• 所给摘录:
════════════════

本发明提供了一种在钢筋内芯表面开槽内嵌护套光缆的钢-连续纤维复合智能筋,包括护套光缆6、钢筋5、缠绕层8和紧护套9;所述护套光缆6包括由内向外叠套的玻璃纤维内芯1、聚酰亚胺涂覆层2和聚氨酯包裹层3;所述钢筋5沿长度方向带有刻槽4;所述护套光缆6平行嵌在所述刻槽4中;所述缠绕层8缠绕在所述钢筋5外表面,所述缠绕层8的材质为环氧树脂复合纤维;所述紧护套9包括第一紧护套和第二紧护套,分别套在所述缠绕层8的两端。
本发明提供的钢-连续纤维复合智能筋与传统光纤智能复合筋的结构不同,本发明采用的传感光纤为护套光缆,其由裸光纤与聚酰亚胺涂覆层和聚氨酯包裹层组成的护套结合得到,护套光缆与裸光纤相比不仅能提高强度和表面摩擦力,还可刻槽植入钢筋,提高光纤成活率。沿钢筋长度方向表面刻槽可以保证植入的护套光缆与钢筋平行,且护套光缆处于环氧树脂复合纤维与钢筋接触的界面处,能综合反应复合智能筋的应变,保证其测量的精度;在植入护套光缆的刻槽钢筋表面缠绕环氧树脂复合纤维可以形成包裹层防止钢筋内芯锈蚀和防止护套光缆断裂。钢-连续纤维复合筋植入护套光缆后具备自传感的功能,且自身可作为受力材料,可适用于各种复杂工程结构的应变监测。综上,本发明提供的在钢筋内芯内嵌护套光缆的钢-连续纤维复合智能筋具备高成活率、自感知、高精度抗腐蚀、高强度和工程化的特点,并且作为结构自身的增强材料可以满足复杂结构测量的需求。

════════════════

• 所给数据:
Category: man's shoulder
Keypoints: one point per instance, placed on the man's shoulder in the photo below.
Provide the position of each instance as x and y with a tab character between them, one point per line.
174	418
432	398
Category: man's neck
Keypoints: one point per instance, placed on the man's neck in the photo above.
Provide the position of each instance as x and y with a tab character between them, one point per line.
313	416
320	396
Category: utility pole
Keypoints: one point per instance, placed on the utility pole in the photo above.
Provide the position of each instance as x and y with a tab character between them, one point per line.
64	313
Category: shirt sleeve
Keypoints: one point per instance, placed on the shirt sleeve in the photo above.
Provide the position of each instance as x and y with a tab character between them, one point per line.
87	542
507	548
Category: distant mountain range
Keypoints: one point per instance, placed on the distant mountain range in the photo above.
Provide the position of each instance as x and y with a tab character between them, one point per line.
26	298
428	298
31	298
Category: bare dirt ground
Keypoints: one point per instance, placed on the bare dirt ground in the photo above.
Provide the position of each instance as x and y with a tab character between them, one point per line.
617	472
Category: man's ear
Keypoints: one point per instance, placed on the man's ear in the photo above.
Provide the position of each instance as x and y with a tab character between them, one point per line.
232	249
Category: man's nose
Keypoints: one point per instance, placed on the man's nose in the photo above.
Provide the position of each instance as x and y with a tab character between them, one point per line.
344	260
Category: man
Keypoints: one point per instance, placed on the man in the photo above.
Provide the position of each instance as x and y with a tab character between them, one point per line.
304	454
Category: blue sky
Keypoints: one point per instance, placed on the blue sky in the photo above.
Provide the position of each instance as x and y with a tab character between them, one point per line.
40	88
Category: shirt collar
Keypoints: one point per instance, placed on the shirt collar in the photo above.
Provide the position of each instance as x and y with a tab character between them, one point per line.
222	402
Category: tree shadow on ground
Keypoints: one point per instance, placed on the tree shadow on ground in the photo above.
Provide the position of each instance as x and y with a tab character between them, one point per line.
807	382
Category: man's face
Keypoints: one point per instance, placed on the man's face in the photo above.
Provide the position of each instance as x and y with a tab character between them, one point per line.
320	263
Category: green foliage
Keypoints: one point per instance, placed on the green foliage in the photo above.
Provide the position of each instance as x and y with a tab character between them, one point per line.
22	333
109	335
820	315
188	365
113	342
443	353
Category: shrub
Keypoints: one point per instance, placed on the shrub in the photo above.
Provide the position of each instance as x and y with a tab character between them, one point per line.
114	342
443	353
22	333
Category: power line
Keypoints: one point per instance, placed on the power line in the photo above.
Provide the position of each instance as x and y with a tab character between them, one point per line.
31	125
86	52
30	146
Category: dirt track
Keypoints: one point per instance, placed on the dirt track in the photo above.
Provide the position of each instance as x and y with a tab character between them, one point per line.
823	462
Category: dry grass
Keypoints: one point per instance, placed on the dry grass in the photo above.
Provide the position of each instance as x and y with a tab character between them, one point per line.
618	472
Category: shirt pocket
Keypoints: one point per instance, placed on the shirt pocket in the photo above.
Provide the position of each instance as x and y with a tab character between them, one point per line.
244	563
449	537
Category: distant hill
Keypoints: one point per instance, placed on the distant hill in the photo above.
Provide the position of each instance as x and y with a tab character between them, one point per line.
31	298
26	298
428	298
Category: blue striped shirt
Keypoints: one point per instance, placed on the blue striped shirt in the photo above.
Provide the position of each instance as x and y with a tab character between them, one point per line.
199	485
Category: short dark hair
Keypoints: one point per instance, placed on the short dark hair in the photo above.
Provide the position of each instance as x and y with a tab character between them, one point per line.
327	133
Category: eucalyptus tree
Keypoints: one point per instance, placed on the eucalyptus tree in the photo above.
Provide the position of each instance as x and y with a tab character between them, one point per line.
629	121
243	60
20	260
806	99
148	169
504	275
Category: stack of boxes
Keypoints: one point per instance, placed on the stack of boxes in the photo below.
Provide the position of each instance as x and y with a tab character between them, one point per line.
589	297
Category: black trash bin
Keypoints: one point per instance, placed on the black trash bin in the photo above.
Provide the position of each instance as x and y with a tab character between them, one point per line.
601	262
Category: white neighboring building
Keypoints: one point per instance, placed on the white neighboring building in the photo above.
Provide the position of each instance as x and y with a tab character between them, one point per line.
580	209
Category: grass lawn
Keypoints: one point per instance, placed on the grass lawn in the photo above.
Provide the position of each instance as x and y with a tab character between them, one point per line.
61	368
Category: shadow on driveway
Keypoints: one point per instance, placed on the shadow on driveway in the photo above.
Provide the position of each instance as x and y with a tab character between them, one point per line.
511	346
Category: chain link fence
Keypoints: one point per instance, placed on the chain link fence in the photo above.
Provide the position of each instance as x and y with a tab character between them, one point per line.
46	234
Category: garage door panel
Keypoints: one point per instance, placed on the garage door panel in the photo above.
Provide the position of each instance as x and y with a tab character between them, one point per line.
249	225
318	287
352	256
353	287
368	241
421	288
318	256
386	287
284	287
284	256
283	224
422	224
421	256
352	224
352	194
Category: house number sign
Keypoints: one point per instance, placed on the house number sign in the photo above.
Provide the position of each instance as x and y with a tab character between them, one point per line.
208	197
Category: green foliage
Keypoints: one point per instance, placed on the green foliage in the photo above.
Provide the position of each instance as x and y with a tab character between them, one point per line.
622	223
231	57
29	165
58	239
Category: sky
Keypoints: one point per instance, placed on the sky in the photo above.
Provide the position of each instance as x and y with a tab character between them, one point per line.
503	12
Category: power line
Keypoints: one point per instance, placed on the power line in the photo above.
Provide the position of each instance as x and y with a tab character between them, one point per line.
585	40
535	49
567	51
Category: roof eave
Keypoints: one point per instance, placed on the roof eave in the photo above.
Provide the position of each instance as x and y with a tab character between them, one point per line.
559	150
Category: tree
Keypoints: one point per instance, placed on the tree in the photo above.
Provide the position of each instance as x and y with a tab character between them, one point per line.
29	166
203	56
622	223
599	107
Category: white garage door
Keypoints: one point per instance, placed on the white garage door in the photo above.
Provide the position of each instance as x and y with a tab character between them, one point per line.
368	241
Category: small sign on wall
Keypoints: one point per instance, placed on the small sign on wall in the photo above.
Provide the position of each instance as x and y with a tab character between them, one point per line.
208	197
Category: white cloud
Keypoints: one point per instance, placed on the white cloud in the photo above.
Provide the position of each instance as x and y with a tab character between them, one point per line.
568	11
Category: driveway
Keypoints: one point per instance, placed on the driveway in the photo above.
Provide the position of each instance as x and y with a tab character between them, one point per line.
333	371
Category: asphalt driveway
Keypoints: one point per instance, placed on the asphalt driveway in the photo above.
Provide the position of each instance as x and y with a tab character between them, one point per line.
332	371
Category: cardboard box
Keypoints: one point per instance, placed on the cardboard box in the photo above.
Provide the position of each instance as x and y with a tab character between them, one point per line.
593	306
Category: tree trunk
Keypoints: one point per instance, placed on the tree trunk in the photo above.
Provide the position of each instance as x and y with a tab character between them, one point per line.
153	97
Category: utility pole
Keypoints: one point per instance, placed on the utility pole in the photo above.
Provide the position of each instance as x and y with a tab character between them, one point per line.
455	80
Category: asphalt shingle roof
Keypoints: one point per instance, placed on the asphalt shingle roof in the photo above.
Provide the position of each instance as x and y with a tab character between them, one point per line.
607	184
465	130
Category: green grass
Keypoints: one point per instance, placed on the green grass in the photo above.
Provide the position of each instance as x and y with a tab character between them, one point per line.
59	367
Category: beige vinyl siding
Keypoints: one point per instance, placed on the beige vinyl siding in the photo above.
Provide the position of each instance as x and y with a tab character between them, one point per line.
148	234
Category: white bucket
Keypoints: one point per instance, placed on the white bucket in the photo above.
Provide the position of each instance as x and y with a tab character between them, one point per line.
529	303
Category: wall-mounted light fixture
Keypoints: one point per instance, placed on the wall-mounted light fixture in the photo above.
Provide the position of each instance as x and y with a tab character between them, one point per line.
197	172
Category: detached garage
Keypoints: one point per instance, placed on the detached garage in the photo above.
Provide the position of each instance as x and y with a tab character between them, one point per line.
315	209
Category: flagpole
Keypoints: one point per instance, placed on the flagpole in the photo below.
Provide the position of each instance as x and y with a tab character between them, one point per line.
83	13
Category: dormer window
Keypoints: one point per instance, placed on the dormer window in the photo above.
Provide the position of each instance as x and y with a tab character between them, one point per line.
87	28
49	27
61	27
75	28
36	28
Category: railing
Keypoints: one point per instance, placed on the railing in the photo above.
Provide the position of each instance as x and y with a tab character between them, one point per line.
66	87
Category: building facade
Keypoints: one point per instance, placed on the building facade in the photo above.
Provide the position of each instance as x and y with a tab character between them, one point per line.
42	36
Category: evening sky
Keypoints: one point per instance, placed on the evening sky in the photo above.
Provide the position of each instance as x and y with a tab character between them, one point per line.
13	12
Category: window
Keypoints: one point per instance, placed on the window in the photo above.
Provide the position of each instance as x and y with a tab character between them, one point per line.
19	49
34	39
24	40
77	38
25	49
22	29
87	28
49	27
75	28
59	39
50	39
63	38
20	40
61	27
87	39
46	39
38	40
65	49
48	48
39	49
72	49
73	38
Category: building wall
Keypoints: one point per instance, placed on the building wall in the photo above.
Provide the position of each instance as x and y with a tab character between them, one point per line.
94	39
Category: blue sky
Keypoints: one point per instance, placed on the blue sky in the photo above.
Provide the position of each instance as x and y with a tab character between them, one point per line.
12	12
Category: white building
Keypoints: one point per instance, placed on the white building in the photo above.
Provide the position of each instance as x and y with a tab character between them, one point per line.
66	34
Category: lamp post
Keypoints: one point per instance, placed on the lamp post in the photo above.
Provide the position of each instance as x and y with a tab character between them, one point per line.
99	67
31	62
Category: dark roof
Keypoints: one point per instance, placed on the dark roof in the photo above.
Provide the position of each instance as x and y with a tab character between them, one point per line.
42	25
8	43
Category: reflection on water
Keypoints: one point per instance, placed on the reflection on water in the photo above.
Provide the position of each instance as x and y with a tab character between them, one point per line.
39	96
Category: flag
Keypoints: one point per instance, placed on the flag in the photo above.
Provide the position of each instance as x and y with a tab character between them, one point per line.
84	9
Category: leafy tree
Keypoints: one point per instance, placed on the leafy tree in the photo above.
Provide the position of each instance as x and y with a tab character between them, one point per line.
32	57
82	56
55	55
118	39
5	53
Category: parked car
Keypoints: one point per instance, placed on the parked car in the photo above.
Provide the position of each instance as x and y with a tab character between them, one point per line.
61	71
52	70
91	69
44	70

════════════════

• 挑战题:
根据这段关于复合智能筋的摘录作答:
(a) 护套光缆由内向外依次包括哪几层?
(b) 与裸光纤相比,护套光缆能提高哪两方面?
(c) 紧护套包括哪两个部分,分别套在什么位置?
这些记录无需使用。

• 参考答案:
(a) 玻璃纤维内芯、聚酰亚胺涂覆层和聚氨酯包裹层。
(b) 强度和表面摩擦力。
(c) 第一紧护套和第二紧护套,分别套在缠绕层的两端。